Text extract ->
# Mudland



## Profish00 (May 21, 2004)

*Just saw they are officially closed for business*


----------



## dabossgonzo (Mar 5, 2010)

*chit*

Just got the message sent to me........ 10 minutes from the house this sucks! They were working on a lot of improvements. rv sites, showers, etc... I woner what happened.

Hey Hotrod I know you have the story speak up my friend.


----------



## trodery (Sep 13, 2006)

Their Facebook post this morning said ... "We are officially closed for business, thank you to all the people that came out and had a good time. I will leave this post up through the weekend then will be deleting facebook for good on monday. Please visit your local parks DSO, xtreme, brazos bend and or sugar hill ORP".


----------



## Tail'in around (Oct 12, 2006)

Not starting a rumor just wondering if Pearland Drainage District had anything to do with it seeing as how that drainage ditch was getting torn up?


----------



## Hotrod (Oct 11, 2006)

Provided records ->
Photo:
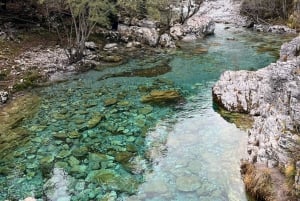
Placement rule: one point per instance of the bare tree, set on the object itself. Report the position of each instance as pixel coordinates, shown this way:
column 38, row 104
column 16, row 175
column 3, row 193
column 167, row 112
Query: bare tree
column 74, row 21
column 189, row 8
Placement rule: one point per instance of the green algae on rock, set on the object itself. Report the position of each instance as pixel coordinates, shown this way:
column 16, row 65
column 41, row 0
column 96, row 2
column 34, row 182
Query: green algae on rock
column 11, row 117
column 161, row 96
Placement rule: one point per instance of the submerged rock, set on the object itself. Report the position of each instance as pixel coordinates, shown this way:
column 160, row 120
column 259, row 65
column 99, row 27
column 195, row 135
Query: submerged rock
column 56, row 188
column 272, row 96
column 111, row 180
column 144, row 35
column 110, row 101
column 187, row 183
column 161, row 96
column 95, row 120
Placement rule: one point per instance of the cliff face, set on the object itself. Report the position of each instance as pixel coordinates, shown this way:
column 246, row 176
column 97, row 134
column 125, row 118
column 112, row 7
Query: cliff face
column 272, row 96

Work to complete ->
**a.** Translate this sentence from the Mudland thread into Spanish: "They were working on a lot of improvements."
**b.** In the Mudland thread, what day did the Facebook post say the page would be deleted?
**c.** Write the next part of the Mudland thread.
The material comes from a separate source.

Results ->
**a.** Estaban trabajando en muchas mejoras.

**b.** Monday

**c.**
It wasnt the ditch. Their overhead was 23k a month. 15k a month note alone for 5 yrs


----------



## dabossgonzo (Mar 5, 2010)

*alot*



Hotrod said:


> It wasnt the ditch. Their overhead was 23k a month. 15k a month note alone for 5 yrs


At 10.00 a person that takes a whole lot of people!!!! 
with that amount of overhead I am surprised they even try to make a go of it.

Hey what about that razor they were giving me on the 4th..... guess you are gonna tell me that ain't happening either!


----------



## dbarham (Aug 13, 2005)

That sux them mojados at the little store are gonna miss looking at all them lil gals!!:lmao


----------



## Hotrod (Oct 11, 2006)

dabossgonzo said:


> At 10.00 a person that takes a whole lot of people!!!!
> with that amount of overhead I am surprised they even try to make a go of it.
> 
> Hey what about that razor they were giving me on the 4th..... guess you are gonna tell me that ain't happening either!


Yup, I still have my tickets lol



dbarham said:


> That sux them mojados at the little store are gonna miss looking at all them lil gals!!:lmao


----------



## 4Rodsfishing (Oct 27, 2009)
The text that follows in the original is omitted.